TEXTE SOURCE:

Madame la présidente, madame la ministre, mes chers collègues, j’évoquerai deux points dans mon intervention : la fraude documentaire et la lutte contre la radicalisation.
La fraude documentaire est un sujet majeur, qui concerne bien cette mission. À ceux qui, par pudeur ou dogmatisme, s’évertuent à nous expliquer qu’elle n’existe pas, je souhaite raconter une petite histoire.
Un individu fiché S, chef d’un réseau sophistiqué de faussaires – faux papiers d’identité, comptes bancaires usurpés, escroqueries aux prêts automobiles – a détourné 193 véhicules au moyen de 73 fausses identités, alors qu’il était mis en examen depuis 2010, et ce dans le cadre d’une affaire de financement du terrorisme !
Toujours au sujet de la fraude documentaire, permettez-moi de vous lire ce courriel assez récent, adressé par le responsable d’un commissariat de l’Orne à l’Association des maires de ce département : « Je souhaite vous sensibiliser sur le point suivant : lors de la demande de carte nationale d’identité en mairie, les usagers présentent un certificat de naissance. Ce certificat de naissance peut être vérifié par les agents via le logiciel Comedec, qui est facultatif pour les mairies, car très onéreux. » Ne croyez-vous pas, madame la ministre, qu’il serait temps que l’utilisation de ce logiciel soit gratuite ?
Par ailleurs, lorsque nous essayons, notamment à l’occasion de l’élaboration de la loi de finances, monsieur le président de la commission, d’amender les dispositifs afin d’améliorer les communications, nous voyons nos amendements être jugés irrecevables au titre de l’article 40 de la Constitution, au motif qu’ils créent des dépenses supplémentaires. Il est donc impossible aujourd’hui, si vous voulez améliorer l’efficacité d’un logiciel en raison de difficultés de communication ou dans l’échange de données, de le faire par voie d’amendement !
Madame la ministre, il faudrait tout de même que ce type d’amélioration, notamment en ce qui concerne la sécurisation des titres d’identité en mairie, puisse être évoquée avec vos services.

CONSIGNES DE TRAVAIL:
• 1. Répondez aux questions suivantes en vous appuyant sur l'intervention consacrée à la fraude documentaire.
(a) Combien de véhicules l'individu fiché S a-t-il détournés ?
(b) Qui a adressé le courriel cité, et à qui ?
(c) Au titre de quel article de la Constitution les amendements sont-ils jugés irrecevables ?
• 2. Prolongez l'intervention sur la fraude documentaire en enchaînant après sa dernière phrase.
Les lignes qui suivent ne jouent aucun rôle dans ce travail.

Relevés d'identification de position
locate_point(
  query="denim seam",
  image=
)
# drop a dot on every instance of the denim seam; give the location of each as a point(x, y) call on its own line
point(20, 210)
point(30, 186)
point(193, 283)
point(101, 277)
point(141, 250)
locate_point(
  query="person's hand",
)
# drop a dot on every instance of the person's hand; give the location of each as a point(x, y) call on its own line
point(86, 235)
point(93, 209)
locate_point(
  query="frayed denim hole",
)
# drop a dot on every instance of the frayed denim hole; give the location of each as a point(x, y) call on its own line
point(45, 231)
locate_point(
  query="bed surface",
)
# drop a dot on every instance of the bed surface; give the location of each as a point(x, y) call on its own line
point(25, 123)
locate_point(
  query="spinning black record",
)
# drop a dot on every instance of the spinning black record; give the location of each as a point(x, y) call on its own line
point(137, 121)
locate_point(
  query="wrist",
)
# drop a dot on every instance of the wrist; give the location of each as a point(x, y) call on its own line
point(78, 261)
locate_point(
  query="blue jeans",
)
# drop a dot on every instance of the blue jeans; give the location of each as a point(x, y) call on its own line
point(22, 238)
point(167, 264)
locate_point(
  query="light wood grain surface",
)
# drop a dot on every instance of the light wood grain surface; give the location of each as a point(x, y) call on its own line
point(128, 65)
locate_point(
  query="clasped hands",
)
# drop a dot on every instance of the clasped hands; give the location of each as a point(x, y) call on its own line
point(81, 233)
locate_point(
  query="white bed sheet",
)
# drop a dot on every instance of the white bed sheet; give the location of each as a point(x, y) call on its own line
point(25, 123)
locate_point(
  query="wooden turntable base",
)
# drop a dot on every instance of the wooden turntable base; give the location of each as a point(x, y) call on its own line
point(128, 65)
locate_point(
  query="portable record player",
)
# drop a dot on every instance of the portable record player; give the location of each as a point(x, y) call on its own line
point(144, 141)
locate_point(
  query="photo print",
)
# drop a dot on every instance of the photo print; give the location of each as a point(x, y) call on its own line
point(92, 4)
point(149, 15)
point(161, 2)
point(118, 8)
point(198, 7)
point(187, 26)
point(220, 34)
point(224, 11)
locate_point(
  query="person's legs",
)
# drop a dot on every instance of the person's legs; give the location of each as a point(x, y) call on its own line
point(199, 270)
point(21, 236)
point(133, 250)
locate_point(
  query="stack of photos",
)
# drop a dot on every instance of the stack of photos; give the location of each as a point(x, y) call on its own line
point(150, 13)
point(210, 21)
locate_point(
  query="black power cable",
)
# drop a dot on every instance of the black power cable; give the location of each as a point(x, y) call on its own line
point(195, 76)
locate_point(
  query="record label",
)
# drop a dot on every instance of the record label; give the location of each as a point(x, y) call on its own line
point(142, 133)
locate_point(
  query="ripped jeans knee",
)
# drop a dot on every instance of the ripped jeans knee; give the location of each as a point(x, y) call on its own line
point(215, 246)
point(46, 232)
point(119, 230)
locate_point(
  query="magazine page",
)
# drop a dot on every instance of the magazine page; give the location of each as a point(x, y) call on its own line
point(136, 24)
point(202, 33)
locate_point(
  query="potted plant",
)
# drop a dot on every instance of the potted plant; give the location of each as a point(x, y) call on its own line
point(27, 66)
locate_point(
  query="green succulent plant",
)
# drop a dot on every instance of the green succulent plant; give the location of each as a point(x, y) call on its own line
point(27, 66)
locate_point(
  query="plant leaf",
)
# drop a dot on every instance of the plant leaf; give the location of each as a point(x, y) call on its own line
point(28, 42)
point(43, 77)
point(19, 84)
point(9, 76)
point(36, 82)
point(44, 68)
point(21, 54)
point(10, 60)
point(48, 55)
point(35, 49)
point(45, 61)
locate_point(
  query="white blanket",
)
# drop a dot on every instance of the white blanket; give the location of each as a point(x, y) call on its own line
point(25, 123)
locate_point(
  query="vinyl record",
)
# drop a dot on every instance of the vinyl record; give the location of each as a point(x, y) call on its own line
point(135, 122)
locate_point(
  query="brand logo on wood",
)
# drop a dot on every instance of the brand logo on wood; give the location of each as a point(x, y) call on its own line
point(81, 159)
---
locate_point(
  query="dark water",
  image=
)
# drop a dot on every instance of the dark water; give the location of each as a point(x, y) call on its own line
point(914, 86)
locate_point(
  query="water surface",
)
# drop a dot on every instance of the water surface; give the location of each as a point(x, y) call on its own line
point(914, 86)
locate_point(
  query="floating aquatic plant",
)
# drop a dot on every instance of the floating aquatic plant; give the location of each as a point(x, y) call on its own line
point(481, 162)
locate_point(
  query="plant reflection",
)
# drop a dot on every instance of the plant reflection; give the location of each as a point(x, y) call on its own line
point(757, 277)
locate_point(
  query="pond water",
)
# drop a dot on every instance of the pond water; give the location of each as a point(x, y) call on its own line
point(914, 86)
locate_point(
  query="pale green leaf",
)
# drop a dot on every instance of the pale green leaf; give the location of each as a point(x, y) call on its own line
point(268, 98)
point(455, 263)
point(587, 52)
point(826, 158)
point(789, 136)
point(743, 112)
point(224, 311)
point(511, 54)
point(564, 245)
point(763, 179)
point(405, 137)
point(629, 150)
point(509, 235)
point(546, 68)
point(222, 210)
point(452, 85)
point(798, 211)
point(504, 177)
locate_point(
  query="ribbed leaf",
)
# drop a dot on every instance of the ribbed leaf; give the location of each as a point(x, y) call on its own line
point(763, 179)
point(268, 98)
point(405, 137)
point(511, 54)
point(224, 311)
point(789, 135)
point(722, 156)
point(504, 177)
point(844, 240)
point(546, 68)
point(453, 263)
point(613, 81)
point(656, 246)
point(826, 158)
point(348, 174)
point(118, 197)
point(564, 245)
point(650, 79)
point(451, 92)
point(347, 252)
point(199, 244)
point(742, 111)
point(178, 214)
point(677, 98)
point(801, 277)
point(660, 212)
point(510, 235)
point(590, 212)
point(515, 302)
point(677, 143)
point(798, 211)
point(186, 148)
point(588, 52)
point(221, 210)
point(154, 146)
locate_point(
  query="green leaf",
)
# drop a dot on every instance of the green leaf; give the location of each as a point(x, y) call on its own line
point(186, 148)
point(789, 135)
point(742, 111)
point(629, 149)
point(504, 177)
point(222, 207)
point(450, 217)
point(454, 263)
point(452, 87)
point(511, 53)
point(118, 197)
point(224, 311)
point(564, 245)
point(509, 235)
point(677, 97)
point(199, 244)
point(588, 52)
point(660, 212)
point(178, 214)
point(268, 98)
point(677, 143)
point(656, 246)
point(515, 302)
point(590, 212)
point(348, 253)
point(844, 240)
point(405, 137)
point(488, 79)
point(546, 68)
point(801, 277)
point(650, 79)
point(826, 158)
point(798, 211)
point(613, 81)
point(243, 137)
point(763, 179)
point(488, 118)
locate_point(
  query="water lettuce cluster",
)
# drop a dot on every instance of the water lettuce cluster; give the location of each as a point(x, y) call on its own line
---
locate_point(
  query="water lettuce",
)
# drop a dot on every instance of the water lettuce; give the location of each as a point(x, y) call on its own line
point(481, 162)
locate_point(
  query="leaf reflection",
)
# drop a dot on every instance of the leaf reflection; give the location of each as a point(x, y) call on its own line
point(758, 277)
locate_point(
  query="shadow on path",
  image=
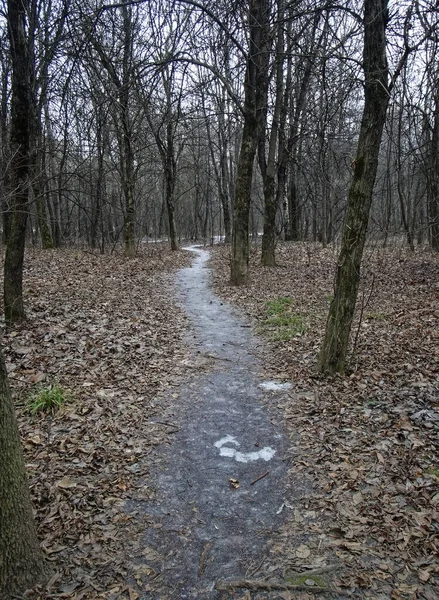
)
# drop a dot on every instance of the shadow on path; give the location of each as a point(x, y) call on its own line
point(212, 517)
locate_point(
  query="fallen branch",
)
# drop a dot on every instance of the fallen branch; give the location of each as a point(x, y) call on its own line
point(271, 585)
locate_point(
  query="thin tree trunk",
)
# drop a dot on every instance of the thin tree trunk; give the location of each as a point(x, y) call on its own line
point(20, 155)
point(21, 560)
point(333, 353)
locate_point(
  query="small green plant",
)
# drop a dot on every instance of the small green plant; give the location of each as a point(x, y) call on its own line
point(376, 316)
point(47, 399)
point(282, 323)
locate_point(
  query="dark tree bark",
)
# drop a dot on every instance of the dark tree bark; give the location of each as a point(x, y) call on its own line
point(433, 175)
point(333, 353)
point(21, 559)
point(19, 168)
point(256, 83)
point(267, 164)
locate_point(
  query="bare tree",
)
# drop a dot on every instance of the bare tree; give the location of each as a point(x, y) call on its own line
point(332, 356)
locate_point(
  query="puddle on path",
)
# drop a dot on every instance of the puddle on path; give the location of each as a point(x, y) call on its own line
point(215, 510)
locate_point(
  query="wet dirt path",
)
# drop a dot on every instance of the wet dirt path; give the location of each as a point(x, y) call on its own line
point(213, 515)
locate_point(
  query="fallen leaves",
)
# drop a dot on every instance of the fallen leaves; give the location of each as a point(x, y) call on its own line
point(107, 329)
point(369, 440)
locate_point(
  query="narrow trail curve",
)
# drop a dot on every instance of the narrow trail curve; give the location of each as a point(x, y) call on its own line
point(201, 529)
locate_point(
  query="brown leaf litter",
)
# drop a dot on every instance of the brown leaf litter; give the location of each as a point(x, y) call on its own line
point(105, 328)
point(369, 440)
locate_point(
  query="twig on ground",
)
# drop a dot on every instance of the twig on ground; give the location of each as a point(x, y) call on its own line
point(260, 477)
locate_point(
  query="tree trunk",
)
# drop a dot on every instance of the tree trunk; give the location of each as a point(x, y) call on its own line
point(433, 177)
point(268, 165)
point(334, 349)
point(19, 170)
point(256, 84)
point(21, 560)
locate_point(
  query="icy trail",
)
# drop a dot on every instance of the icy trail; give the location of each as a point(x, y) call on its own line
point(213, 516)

RÉPONSES:
• 1.
(a) 193 véhicules.
(b) Le responsable d'un commissariat de l'Orne, à l'Association des maires de ce département.
(c) L'article 40.

• 2.
D’autres mesures utiles ne peuvent ainsi être adoptées par voie d’amendement, parce qu’elles constituent une dépense nouvelle. C’est dommage !
Le responsable du commissariat poursuit : « Les voyous profitent de cette faille pour se présenter dans les mairies de ces communes avec de faux certificats de naissance et une demande de carte nationale d’identité. Si l’agent de la mairie ne s’assure pas de l’authenticité du certificat de naissance, le demandeur se retrouve avec une vraie carte d’identité, mais une identité frauduleuse. »
De mon point de vue, le dispositif relève complètement de la mission « AGTE », et la situation est tout à fait réparable.
Par ailleurs, je tenais à vous signaler qu’il n’existe toujours pas de formulaire Cerfa pour les actes de naissance en France. Si le contenu de l’acte de naissance est partout le même, chaque mairie émet des documents sur son propre papier à en-tête, ce qui crée évidemment des facilités pour la fraude.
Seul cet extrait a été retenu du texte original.